* _TEXTO DA PÁGINA_

* * * * * * *

No que se refere aos desafios para os centros comerciais, Nuno Fazenda apontou os cinco que considera urgentes e essenciais: transição climática, transição digital, experiência integrada, qualificação, e responsabilidade social. Temas que foram debatidos e analisados ao longo do dia, quer através dos debates e apresentações, como da partilha de experiências.

A juntar a estes desafios, o contexto económico, com uma inflação elevada, preços altos e a pressão das taxas de juro tem afetado, de forma mais, ou menos, intensa, os negócios do setor. Apesar disso, o economista Pedro Brinca deixou à plateia uma mensagem menos negativa. Para o professor associado da Nova SBE, as previsões do Banco Central Europeu, que apontam para uma taxa de inflação de 3,2% em 2024, são realistas, podendo até ser mais baixa, tendo em conta a perspetiva dos economistas. No entanto, alerta, "os efeitos da política monetária podem sentir-se a 12 ou 18 meses, o que exige alguma cautela dos mercados".

Surgiram nos anos 80 do século passado como um modelo de compras inovador e, na opinião de Duarte Cardoso Ferreira, "souberam adaptar o seu posicionamento ao longo dos anos". Hoje, diz o Strategic Advisory Senior Director da CBRE Portugal, continuam a atrair o consumidor como comprovam os dados do estudo "Impacto dos Centros Comerciais em Portugal" que apresentou, e que revela que 2023 será o melhor ano de sempre para estas superfícies. O setor gera um volume de receitas na ordem dos 26 mil milhões de euros, dos quais 38% são referentes a vendas no retalho não alimentar.

Apesar do crescimento da vertente digital destes negócios - como complemento da oferta da loja física -, o estudo da CBRE Portugal revela que os portugueses continuam a preferir o contacto pessoal, apesar de recorrer ao online para verificar a disponibilidade do que pretende e para fazer pesquisas. "As lojas físicas continuam a ter um papel fundamental na jornada do cliente", afirma Duarte Ferreira.

Outro ponto muito relevante neste estudo é a valorização da sustentabilidade nos centros comerciais. Mais de 85% dos inquiridos aponta o tema como crítico para o sucesso daqueles locais. No entanto, esta é também uma preocupação já visível do lado dos comerciantes, uma vez que 50% dos centros comerciais já tem algum tipo de certificação ligada à sustentabilidade.

Já ao nível dos produtos, esta preocupação tem que estar presente, nomeadamente devido às metas de transição climática definidas para 2030. "A regulação deve incentivar a economia circular e a redução do plástico", exemplifica Nuno Lacasta. Para o presidente da APA (Agência Portuguesa do Ambiente), não é preciso acabar com o plástico, porque ele é necessário, mas produzi-lo a partir de materiais reciclados.

Por outro lado, a regulação ESG (Environment, Social, Governance) que a União Europeia está a impor às grandes empresas também contribuirá para algumas mudanças no setor, acredita Sofia Santos, professora associada do ISEG. "Há uma pressão grande sobre as administrações, que terão que agir".

* * * * * * *

* _MATERIAL EXTRAÍDO_
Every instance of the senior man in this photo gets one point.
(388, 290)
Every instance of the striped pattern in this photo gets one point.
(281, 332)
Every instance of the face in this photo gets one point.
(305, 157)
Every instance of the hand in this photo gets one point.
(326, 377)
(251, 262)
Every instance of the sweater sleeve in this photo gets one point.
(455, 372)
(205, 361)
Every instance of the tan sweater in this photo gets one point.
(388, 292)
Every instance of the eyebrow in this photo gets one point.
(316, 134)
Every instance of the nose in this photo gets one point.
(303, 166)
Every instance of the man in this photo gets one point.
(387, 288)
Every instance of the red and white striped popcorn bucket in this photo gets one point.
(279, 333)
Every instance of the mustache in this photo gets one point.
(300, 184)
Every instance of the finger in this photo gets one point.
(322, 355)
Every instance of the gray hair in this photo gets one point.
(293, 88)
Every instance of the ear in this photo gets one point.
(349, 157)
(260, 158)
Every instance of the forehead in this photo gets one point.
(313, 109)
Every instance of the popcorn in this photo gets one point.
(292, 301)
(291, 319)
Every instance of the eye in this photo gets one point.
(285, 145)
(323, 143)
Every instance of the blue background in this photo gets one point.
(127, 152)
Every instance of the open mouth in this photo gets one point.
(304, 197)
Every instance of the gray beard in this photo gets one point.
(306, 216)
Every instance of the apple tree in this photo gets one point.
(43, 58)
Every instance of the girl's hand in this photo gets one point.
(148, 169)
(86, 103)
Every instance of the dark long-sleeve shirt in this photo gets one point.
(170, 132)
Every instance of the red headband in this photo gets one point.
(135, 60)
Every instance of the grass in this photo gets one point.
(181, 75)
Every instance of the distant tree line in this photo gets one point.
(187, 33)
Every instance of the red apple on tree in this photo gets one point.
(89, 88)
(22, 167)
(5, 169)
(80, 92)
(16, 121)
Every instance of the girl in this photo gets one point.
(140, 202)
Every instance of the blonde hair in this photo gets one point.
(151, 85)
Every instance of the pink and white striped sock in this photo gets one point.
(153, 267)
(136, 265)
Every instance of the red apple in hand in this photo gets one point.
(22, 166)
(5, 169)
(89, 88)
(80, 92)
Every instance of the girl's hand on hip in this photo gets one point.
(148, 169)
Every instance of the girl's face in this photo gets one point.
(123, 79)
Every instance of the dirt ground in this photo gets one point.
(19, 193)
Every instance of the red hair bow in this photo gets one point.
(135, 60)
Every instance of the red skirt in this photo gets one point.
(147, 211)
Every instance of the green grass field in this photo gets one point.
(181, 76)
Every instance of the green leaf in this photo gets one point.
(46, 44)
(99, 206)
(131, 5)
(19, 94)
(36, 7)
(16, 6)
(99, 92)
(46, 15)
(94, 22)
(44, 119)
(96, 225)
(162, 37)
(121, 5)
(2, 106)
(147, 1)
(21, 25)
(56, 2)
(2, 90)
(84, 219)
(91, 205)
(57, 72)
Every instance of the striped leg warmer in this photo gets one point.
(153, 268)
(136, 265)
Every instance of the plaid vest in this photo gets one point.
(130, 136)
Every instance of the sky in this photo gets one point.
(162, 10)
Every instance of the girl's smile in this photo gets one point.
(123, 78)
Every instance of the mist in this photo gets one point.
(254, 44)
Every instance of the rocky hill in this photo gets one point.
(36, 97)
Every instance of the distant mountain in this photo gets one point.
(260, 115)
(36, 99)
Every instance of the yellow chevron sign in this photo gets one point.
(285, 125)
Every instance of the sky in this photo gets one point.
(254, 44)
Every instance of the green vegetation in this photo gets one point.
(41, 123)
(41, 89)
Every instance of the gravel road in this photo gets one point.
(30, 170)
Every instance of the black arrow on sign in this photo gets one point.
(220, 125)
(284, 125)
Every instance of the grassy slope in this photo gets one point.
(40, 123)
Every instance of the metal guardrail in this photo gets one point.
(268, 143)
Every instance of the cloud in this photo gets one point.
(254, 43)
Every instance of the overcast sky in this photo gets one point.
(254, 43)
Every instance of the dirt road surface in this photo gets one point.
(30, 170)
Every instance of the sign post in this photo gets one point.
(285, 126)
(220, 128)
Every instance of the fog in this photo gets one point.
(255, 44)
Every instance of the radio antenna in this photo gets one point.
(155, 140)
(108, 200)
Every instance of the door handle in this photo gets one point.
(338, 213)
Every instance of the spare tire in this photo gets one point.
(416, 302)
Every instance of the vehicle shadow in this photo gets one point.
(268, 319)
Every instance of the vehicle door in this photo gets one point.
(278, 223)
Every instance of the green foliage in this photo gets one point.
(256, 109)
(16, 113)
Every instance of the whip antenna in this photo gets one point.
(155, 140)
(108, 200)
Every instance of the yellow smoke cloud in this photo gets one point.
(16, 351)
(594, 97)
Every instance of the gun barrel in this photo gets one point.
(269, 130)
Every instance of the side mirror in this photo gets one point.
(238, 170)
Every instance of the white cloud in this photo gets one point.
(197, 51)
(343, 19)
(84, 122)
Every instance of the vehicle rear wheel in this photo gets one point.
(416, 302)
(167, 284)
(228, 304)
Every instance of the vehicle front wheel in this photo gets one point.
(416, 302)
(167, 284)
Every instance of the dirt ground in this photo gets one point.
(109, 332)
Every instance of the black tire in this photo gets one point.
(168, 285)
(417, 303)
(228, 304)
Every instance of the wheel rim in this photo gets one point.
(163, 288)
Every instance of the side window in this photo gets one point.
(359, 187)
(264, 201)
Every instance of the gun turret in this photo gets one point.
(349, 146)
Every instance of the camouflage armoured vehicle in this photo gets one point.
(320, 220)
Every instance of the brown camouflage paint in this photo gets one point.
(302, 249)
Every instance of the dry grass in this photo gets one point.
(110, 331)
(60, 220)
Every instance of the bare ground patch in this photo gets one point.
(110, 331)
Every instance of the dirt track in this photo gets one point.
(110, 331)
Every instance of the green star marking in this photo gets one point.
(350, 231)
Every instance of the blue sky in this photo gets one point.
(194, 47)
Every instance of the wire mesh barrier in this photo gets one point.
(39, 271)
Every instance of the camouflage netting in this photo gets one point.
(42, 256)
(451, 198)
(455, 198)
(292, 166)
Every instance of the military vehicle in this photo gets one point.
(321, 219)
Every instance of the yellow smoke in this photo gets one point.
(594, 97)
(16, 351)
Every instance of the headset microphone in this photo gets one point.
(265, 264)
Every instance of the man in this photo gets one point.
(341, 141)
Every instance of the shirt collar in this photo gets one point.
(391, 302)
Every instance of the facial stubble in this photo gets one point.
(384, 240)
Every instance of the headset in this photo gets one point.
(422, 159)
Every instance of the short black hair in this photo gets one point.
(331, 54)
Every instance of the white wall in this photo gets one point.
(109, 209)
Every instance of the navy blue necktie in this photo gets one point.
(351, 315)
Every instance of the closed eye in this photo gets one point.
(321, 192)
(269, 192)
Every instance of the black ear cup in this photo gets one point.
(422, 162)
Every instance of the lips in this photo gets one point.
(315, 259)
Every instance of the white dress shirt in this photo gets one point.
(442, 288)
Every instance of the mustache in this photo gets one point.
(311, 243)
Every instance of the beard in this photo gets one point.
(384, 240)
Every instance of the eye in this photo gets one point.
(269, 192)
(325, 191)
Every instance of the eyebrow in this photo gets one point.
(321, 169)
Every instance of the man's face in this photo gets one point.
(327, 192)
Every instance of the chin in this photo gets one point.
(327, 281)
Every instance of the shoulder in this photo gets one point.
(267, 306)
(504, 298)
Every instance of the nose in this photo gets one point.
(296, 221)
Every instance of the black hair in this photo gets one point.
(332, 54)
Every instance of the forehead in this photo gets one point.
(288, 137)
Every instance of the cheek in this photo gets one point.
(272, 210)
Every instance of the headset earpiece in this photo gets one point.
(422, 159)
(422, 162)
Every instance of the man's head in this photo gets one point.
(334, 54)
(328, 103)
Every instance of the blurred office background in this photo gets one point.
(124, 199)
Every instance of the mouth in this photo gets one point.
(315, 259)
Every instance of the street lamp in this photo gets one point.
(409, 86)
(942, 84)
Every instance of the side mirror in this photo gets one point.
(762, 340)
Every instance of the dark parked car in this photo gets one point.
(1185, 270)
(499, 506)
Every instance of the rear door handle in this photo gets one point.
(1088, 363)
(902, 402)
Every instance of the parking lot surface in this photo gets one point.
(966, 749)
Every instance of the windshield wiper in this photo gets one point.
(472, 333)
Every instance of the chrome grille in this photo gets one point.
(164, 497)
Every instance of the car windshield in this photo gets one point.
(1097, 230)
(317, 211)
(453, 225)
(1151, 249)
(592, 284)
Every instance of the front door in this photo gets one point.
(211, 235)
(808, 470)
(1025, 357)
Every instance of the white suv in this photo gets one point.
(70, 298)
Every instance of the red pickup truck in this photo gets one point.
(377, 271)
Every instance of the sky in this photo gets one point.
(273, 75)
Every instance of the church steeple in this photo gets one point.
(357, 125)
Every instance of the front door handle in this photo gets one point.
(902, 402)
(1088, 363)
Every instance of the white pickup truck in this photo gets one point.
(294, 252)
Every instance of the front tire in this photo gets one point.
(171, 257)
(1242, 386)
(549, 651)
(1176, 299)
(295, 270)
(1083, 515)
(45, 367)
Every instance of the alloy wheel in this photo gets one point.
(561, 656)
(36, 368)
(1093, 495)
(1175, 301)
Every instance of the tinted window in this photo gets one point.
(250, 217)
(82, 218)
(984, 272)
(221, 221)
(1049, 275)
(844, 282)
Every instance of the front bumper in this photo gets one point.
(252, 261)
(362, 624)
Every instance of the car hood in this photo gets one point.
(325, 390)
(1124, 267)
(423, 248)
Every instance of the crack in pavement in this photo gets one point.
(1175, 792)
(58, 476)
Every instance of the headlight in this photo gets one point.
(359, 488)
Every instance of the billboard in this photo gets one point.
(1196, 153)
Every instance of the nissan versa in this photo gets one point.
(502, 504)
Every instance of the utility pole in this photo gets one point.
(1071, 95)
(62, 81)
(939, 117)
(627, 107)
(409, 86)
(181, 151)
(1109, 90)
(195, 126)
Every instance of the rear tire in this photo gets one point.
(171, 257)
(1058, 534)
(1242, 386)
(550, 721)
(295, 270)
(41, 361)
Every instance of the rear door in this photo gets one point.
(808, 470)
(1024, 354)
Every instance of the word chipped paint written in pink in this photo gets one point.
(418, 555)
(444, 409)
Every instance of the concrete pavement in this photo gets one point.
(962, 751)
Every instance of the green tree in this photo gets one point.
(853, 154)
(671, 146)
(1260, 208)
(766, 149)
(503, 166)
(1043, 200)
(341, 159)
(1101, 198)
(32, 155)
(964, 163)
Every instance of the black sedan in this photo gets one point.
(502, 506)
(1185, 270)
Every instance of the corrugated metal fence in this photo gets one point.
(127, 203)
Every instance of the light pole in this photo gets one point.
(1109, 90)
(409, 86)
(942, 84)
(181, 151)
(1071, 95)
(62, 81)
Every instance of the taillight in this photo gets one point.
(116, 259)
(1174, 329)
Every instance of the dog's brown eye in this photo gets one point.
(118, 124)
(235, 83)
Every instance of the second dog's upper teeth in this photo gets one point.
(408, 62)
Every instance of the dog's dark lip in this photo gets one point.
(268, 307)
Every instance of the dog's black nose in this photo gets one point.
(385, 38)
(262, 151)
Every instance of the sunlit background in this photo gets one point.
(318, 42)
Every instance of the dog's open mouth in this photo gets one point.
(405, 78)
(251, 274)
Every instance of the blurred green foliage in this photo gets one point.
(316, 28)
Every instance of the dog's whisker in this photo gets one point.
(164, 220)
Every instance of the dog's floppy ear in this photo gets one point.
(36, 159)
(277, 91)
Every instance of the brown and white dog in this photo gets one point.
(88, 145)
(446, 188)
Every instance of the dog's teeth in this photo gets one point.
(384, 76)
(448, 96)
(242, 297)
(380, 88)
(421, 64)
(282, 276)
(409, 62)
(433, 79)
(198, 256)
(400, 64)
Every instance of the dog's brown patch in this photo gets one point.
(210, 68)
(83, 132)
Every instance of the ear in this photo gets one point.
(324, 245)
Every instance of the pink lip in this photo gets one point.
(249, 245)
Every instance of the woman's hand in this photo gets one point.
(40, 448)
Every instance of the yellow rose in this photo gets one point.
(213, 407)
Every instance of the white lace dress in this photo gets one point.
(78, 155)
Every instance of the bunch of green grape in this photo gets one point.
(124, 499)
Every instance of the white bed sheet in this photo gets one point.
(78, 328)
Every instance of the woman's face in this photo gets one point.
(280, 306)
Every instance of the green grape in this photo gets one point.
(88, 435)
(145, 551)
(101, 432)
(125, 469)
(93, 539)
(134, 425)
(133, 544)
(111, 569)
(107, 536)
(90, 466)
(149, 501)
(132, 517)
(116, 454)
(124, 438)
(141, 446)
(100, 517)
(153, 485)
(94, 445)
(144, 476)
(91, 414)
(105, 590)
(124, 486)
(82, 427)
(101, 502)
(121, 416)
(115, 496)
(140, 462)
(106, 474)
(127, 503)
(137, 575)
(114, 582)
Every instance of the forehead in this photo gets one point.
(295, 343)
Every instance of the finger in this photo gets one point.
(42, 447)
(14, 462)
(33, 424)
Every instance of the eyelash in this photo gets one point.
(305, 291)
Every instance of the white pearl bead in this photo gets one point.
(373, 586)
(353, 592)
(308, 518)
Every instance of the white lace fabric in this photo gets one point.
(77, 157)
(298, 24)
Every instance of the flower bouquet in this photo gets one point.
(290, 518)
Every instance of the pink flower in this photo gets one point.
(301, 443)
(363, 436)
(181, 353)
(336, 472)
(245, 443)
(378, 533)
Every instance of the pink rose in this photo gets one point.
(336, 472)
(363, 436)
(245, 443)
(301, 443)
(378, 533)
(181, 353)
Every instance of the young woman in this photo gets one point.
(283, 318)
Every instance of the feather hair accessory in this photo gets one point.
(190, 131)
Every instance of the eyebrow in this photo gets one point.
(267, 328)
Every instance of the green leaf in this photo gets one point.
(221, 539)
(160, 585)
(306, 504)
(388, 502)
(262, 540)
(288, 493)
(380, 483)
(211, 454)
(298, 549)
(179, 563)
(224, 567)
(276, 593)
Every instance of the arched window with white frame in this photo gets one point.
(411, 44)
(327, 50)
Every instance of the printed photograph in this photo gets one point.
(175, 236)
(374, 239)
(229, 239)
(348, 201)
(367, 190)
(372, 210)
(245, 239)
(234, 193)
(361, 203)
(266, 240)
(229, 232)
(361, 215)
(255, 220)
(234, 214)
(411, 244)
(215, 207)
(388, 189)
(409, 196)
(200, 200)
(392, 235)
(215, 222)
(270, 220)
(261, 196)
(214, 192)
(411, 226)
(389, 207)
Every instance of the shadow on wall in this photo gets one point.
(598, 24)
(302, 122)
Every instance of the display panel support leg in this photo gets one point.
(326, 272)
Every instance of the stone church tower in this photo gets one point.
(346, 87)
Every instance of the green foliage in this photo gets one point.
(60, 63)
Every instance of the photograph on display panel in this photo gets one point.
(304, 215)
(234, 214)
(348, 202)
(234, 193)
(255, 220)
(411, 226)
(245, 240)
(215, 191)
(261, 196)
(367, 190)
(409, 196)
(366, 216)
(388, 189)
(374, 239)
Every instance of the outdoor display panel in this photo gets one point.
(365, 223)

* * * * * * *

* _PROBLEMA PROPOSTO_
Atualize o texto sobre os centros comerciais: reescreva o trecho entre "Outro ponto muito" e "de materiais reciclados.", inclusive, trocando "comerciantes" por "lojistas".

* _RESULTADO DA TAREFA_
Outro ponto muito relevante neste estudo é a valorização da sustentabilidade nos centros comerciais. Mais de 85% dos inquiridos aponta o tema como crítico para o sucesso daqueles locais. No entanto, esta é também uma preocupação já visível do lado dos lojistas, uma vez que 50% dos centros comerciais já tem algum tipo de certificação ligada à sustentabilidade.

Já ao nível dos produtos, esta preocupação tem que estar presente, nomeadamente devido às metas de transição climática definidas para 2030. "A regulação deve incentivar a economia circular e a redução do plástico", exemplifica Nuno Lacasta. Para o presidente da APA (Agência Portuguesa do Ambiente), não é preciso acabar com o plástico, porque ele é necessário, mas produzi-lo a partir de materiais reciclados.